▸ **SET PROBLEM**
Reproduce each line exactly. Skip none.

(Point placement records)
******************************

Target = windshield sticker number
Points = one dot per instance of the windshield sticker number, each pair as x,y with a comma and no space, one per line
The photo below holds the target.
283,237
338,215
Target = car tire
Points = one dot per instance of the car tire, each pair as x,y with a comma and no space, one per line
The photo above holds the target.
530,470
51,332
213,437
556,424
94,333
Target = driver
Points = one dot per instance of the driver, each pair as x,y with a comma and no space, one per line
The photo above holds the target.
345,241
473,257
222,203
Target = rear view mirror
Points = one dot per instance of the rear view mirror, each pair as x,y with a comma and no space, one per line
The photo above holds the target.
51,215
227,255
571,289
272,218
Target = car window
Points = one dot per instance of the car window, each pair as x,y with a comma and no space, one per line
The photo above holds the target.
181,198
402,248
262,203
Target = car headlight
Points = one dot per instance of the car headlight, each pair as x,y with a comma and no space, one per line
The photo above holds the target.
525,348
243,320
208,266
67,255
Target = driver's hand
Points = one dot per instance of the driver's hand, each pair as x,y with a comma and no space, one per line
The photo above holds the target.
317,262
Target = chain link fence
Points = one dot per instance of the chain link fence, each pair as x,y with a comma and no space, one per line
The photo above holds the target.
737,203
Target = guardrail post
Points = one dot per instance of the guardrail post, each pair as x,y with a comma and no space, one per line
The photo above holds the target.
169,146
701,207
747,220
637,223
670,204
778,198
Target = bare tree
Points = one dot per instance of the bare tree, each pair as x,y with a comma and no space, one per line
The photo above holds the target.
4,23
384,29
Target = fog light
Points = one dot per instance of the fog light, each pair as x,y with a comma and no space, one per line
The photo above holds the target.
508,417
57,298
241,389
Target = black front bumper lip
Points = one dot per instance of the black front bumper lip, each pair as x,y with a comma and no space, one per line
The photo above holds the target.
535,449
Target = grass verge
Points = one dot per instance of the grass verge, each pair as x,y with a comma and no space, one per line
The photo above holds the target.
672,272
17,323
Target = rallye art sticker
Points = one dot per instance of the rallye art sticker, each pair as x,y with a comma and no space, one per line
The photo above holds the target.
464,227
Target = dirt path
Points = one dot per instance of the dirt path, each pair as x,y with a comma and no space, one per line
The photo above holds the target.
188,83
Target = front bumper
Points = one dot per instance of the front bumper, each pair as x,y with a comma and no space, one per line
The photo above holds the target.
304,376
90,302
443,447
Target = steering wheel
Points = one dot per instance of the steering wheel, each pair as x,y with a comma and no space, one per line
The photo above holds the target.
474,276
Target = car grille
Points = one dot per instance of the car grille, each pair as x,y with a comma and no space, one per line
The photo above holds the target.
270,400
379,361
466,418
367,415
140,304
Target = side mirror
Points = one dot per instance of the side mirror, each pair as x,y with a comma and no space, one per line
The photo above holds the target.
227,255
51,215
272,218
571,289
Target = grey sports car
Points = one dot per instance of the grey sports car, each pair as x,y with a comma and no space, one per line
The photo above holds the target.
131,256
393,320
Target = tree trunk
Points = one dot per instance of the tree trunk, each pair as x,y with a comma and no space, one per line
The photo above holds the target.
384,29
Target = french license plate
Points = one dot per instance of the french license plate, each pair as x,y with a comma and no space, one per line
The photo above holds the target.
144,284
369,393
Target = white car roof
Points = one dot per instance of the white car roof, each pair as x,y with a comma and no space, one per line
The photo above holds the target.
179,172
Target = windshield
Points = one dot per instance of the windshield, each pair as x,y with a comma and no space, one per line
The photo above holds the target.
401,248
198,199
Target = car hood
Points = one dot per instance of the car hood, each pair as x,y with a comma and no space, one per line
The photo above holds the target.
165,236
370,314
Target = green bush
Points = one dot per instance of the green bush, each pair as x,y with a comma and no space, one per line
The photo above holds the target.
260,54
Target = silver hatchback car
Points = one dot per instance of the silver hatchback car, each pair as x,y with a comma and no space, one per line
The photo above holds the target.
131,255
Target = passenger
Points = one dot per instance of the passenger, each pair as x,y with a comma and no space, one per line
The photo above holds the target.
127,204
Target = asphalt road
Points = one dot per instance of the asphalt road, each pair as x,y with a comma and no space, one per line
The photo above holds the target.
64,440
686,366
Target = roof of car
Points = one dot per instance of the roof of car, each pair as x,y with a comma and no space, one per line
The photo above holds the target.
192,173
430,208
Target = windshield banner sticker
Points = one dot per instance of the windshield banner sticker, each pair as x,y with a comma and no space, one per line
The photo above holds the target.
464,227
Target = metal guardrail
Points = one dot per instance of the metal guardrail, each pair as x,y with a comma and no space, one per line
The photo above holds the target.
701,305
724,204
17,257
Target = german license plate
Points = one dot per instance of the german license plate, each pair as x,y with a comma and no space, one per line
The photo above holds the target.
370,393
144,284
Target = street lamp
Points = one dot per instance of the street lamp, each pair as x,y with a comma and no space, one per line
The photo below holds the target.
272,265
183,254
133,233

******************************

▸ **SOLUTION**
Target = windshield sticker number
Points = one dot per instance of the windshield sticker number, each pair as x,y with a comma and no space, one per line
The photo below holds the target.
283,237
338,215
Target = car tire
Points = one dot per instance of the car tire, each pair as x,y with a comma and no space, one per line
The photo above holds the target.
530,470
51,332
213,437
556,424
94,333
Target = driver
Points = one dot per instance of the driver, each pair as x,y with a comma and no space, one per line
The photo above holds the target.
345,241
473,257
222,203
Target = rear view mirror
Points = one dot per instance of the rear view mirror, each pair as x,y with a comma and no space, one per line
The photo above holds the target.
51,215
227,255
571,289
272,218
Target = car window
Points = one dot per instance of the car window, each pair as x,y with a comma and no space, one per line
The photo above holds the target.
181,198
402,248
262,203
Target = car headlight
Points = one dot per instance of the car headlight, each pair as x,y with a comma and no space, one per line
The photo above holds the target.
525,348
243,320
208,266
67,255
Target = driver's hand
Points = one dot per instance of the driver's hand, each pair as x,y with a comma and no space, one per line
The photo above holds the target.
317,262
Target = chain link fence
Points = one dot per instance of the chain link fence, each pair as x,y with a comma and no space, one per line
The photo above holds the target.
737,203
Target = guardrail post
Points = one dot per instance of the guardrail post, each pair as x,y with a comma and no space, one per line
The photo above holds the target.
169,146
701,207
747,220
637,223
670,204
778,198
Target = bare tree
Points = one dot per instance of the bare tree, each pair as x,y with a comma and no space, one per line
The photo above holds the target.
4,23
384,29
Target = fog light
Points = one dot per instance of the fog light, each pair as x,y with a comma and no space, one per line
The photo above holds the target.
508,417
57,298
241,389
Target = black front bumper lip
Points = one dot per instance of the black front bumper lip, each pair as x,y with a comma and no space, one per line
The photo above holds the target.
535,449
Target = grass verge
Points = one dot per instance of the grass verge, each pair as x,y with a comma and no space, one per line
The photo above holds the target.
672,272
17,323
Target = rallye art sticker
Points = one dot per instance of the rallye art sticker, each pair as x,y with a comma and no space, one per line
The photo above holds the target.
464,227
Target = dirt path
Points = one dot per instance of the dirt path, each pair as x,y with a comma and no space, one per line
The photo above holds the target.
188,83
Target = front bumper
Points = one dot per instance of the front bumper, each pair as x,y with a comma and no space, one per line
The photo above holds the target.
304,376
90,302
443,447
Target = steering wheel
Points = one dot per instance of the steering wheel, each pair as x,y with a comma and no space, one per line
The photo above holds the target.
474,276
Target = car grille
Points = one dot per instance of the car grille, each pair as x,y with a comma and no space, one per line
The photo above holds the target.
270,400
379,361
466,418
367,415
140,304
Target = side mirror
Points = one dot per instance of the side mirror, each pair as x,y with a comma and no space, one per line
The photo above holds the target.
227,255
51,215
272,218
571,289
Target = grey sports car
Points = one dot per instance of the grey sports car, each pair as x,y with a comma and no space, one per line
The photo above holds the target.
131,256
393,320
Target = tree trunk
Points = one dot per instance of the tree trunk, each pair as x,y with a comma and no space, one per line
The photo above holds the target.
384,29
Target = french license plate
Points = one dot per instance of the french license plate, each pair as x,y with a comma and no space, one per line
The photo above holds the target.
144,284
369,393
Target = white car roof
Points = one dot per instance of the white car roof, each pair as x,y with a comma and no space, one per line
The photo above holds the target.
179,172
Target = windshield
Points = one dot per instance of the windshield, each pair as x,y with a comma and no space, one per line
The photo above holds the target.
401,248
198,199
Target = car hood
Points = one dot per instance of the car hood, each pair as x,y with a comma and no space, one per line
The photo above holds the target.
165,236
370,314
Target = green bush
Points = one dot per instance of the green bush, each pair as x,y with a comma and no space, one per line
The photo above holds the target.
260,54
Target = silver hatchback car
Points = one dot per instance of the silver hatchback car, each pair as x,y with a comma and no space, one per line
The photo above holds the target.
131,255
Target = passenger
Points = one dot per instance of the passenger, each pair as x,y with a comma and no space, one per line
The photo above holds the target.
127,204
Target = asphalt road
Points = one dot per instance of the asphalt road, each pair as x,y with a comma and no space, one per line
The photo above holds the target.
64,440
686,366
Target = roof of car
Points = one dot per instance of the roof of car, each pair as x,y with a comma and no space, one per line
The photo above holds the target.
192,173
430,208
Target = windshield banner sticker
Points = one dot per instance of the windshield banner sticker, each pair as x,y with a comma and no space, one per line
The photo above holds the target.
464,227
Target = metal guardrail
Points = one dot per instance of the metal guardrail, each pair as x,y with a comma and no space, one per line
The photo above holds the target.
701,305
724,204
17,257
Target = german license plate
Points = one dot per instance of the german license plate, each pair as x,y with a comma and no space, one per line
The photo above holds the target.
370,393
144,284
Target = street lamp
Points = one dot per instance of the street lamp, each pair as x,y with a comma and no space, one per line
The photo below holds the target.
272,265
183,254
133,233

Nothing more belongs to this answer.